## Gereksinimler
Lütfen aşağıdaki malzemede "Objective — one point per instance of the elderly" ifadesini içeren satırdan "(1040, 641)" ifadesini içeren satıra kadar, iki uç da dahil olmak üzere her şeyi yeniden yaz ve yalnızca bu satırları ver. Yanıtlardaki koordinatları 0,75 ile çarpıp buçukları yukarı yuvarlayarak tam sayıya ölçekle, diğer metni değiştirmeden koru.

## Veri Kayıtları

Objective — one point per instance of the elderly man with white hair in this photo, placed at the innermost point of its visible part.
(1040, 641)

...

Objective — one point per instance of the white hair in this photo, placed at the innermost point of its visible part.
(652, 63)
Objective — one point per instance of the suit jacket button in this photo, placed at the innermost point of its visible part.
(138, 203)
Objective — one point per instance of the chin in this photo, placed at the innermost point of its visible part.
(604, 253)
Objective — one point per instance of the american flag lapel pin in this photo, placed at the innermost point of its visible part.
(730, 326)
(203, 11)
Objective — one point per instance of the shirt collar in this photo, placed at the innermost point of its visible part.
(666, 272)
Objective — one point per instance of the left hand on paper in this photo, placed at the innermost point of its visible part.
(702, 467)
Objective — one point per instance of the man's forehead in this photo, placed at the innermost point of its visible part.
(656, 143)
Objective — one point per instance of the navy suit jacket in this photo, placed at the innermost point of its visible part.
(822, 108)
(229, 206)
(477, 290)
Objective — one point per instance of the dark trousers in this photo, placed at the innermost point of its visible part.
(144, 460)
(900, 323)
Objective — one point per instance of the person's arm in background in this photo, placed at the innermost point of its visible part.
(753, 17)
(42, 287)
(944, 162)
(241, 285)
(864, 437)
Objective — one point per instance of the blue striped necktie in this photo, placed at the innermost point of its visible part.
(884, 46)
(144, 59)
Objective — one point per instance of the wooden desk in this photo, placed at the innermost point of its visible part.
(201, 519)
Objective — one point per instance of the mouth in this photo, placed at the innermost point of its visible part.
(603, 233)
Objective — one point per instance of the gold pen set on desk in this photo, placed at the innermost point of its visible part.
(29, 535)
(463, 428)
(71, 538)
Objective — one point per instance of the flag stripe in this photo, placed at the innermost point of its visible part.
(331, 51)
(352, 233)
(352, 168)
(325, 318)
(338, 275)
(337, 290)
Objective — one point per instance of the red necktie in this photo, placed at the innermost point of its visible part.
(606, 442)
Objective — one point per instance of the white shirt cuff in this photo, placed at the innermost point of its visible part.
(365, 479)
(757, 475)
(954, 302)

## Eksiksiz Yanıt
Objective — one point per instance of the elderly man with white hair in this photo, placed at the innermost point of its visible part.
(780, 481)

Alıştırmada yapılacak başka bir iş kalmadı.